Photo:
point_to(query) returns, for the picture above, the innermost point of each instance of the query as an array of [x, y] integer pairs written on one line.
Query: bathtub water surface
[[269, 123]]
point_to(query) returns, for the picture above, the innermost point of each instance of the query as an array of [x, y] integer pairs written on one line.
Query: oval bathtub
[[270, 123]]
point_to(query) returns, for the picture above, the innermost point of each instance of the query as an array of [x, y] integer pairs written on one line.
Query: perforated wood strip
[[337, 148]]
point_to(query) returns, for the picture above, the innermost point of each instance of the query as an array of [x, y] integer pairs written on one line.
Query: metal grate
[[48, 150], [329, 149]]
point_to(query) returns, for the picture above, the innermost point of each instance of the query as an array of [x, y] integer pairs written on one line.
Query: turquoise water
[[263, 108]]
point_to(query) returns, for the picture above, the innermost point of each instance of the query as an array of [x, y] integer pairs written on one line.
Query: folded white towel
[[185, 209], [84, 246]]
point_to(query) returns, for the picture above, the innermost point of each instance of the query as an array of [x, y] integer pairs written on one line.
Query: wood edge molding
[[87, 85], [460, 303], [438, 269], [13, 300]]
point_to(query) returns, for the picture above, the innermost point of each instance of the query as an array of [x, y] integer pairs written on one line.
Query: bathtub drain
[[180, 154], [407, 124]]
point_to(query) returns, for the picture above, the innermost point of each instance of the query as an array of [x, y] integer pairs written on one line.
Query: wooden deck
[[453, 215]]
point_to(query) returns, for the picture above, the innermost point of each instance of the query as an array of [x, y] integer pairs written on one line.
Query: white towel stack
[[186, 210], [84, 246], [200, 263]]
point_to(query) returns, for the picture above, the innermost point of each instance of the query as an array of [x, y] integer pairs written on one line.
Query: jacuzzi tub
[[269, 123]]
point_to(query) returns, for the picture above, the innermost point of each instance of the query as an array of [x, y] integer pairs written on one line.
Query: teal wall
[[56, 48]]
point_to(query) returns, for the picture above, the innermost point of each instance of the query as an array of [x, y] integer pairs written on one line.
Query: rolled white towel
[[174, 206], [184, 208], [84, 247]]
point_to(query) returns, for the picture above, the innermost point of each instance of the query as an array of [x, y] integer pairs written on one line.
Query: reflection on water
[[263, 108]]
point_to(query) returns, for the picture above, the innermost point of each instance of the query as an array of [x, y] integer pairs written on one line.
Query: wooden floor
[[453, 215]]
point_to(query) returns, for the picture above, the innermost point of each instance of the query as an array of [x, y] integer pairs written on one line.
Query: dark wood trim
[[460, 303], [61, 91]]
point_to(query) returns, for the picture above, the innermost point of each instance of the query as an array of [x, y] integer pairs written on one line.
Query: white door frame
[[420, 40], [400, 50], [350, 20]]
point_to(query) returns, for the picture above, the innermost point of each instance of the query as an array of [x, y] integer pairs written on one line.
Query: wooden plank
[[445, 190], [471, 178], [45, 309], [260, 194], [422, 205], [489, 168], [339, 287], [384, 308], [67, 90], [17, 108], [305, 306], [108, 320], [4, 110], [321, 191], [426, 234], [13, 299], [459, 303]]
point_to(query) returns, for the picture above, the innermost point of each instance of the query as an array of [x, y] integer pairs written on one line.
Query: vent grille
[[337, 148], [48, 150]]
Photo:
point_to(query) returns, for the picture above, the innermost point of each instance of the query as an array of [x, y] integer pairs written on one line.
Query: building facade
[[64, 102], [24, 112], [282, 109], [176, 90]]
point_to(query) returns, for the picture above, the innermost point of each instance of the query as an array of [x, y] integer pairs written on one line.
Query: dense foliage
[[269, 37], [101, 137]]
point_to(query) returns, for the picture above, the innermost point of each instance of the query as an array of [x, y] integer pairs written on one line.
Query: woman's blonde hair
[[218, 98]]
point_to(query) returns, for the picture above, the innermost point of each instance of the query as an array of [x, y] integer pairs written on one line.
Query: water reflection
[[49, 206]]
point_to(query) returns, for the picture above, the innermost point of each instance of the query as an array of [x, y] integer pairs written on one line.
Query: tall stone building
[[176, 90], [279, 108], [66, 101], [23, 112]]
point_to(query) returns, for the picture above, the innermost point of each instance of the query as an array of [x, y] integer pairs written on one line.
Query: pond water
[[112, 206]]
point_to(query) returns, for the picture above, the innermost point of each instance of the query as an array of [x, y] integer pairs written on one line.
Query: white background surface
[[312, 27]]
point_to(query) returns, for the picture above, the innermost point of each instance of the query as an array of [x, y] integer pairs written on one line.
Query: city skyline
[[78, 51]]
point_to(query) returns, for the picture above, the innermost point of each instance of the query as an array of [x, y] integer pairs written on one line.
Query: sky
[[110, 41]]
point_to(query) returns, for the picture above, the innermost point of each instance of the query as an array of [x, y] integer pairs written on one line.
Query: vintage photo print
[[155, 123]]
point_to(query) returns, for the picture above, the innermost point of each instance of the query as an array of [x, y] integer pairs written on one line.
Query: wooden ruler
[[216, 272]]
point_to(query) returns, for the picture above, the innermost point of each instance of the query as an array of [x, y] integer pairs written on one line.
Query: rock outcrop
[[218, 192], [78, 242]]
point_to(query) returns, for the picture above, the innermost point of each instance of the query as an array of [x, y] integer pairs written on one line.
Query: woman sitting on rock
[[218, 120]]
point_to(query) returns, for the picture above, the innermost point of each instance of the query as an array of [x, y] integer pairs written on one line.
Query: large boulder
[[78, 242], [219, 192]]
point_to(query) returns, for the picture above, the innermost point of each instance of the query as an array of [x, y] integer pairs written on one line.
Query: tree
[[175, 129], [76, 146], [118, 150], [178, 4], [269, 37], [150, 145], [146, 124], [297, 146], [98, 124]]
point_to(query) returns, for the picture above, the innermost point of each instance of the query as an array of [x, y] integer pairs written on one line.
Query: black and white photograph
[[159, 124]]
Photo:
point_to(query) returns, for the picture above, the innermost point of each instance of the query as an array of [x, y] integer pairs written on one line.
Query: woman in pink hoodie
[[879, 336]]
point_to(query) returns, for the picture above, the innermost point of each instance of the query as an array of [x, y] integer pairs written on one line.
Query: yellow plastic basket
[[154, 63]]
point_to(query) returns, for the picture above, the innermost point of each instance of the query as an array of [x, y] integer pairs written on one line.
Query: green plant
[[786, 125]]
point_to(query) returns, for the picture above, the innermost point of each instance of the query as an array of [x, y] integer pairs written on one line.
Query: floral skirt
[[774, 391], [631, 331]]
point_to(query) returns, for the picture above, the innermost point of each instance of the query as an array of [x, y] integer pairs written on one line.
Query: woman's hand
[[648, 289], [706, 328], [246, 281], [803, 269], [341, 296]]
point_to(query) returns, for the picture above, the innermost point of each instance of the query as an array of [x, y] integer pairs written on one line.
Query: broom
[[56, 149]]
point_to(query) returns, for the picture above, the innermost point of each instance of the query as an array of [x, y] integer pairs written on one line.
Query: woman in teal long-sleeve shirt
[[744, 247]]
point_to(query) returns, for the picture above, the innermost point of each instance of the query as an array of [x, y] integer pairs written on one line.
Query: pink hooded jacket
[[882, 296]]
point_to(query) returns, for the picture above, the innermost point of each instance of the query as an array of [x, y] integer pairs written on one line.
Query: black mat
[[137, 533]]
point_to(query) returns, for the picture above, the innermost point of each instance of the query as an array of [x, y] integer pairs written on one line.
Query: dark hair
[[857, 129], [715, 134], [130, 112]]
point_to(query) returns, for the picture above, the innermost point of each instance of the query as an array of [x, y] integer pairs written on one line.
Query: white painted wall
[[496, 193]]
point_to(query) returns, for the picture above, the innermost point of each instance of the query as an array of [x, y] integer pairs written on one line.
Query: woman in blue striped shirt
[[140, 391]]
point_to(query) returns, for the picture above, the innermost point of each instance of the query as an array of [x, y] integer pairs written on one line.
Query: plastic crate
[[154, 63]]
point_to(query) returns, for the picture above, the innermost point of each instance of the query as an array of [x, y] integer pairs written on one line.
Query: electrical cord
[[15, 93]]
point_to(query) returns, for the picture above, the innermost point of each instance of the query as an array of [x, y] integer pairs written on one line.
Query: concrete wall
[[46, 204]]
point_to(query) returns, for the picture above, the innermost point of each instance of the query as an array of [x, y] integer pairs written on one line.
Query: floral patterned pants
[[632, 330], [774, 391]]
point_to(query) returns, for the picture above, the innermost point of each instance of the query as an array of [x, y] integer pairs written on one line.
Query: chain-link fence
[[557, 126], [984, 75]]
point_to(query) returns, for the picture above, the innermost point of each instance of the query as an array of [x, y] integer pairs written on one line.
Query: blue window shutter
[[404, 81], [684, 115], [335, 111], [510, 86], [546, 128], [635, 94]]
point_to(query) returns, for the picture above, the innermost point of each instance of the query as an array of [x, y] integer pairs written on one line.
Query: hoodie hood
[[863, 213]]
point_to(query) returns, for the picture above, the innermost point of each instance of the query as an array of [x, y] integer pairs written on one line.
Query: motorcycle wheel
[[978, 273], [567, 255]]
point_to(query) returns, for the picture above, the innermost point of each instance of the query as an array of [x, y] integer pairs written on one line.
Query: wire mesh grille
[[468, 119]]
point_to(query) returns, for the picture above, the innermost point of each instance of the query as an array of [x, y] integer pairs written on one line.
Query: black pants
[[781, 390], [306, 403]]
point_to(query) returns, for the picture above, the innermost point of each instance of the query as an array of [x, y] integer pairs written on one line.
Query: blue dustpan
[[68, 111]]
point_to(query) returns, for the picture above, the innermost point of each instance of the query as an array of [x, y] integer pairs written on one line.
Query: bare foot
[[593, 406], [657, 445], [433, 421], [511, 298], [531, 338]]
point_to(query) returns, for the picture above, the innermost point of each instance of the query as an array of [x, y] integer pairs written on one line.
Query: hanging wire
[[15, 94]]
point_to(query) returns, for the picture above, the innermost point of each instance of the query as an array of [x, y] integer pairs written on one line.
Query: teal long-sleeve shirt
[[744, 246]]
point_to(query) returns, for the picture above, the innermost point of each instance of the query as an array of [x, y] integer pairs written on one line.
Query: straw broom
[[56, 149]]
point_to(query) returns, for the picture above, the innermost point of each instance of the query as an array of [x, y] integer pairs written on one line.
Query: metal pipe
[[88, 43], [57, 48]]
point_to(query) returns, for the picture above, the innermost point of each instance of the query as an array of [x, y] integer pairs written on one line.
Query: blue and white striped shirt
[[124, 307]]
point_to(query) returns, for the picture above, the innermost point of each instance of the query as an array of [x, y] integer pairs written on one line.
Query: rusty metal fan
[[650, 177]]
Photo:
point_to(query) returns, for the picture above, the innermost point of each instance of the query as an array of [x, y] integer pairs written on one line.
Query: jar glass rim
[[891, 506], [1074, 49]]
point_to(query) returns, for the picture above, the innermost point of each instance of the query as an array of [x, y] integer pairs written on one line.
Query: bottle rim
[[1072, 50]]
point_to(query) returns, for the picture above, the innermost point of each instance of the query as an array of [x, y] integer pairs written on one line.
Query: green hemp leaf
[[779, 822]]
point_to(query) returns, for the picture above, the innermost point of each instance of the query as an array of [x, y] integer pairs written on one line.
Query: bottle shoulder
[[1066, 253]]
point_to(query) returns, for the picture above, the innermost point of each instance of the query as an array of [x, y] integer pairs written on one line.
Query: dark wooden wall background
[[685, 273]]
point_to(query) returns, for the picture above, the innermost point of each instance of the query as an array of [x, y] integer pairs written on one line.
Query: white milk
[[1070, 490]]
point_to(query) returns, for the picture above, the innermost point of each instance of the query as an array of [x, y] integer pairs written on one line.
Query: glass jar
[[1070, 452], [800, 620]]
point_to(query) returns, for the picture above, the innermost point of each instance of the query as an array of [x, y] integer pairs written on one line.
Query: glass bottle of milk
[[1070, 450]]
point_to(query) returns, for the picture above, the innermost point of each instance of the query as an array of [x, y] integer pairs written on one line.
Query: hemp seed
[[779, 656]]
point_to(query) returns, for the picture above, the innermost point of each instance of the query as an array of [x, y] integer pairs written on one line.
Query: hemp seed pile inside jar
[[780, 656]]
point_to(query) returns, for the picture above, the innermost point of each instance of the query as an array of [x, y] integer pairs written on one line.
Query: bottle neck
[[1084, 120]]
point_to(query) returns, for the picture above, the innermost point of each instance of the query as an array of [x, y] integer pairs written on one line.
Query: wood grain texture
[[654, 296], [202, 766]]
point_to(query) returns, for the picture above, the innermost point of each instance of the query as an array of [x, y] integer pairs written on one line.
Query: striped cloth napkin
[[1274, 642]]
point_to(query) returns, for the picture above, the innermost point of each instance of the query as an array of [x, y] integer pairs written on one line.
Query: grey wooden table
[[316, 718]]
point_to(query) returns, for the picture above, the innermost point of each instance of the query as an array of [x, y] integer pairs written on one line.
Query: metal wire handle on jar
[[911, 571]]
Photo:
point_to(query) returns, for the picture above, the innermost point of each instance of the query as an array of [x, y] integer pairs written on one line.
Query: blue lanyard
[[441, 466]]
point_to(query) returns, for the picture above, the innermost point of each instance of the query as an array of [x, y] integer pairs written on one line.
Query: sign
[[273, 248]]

■ **THE REQUEST**
Copy out every line above that contains the word "dark".

■ **ANSWER TO THE PROBLEM**
Query: dark wood trim
Query: dark hair
Query: dark wooden wall background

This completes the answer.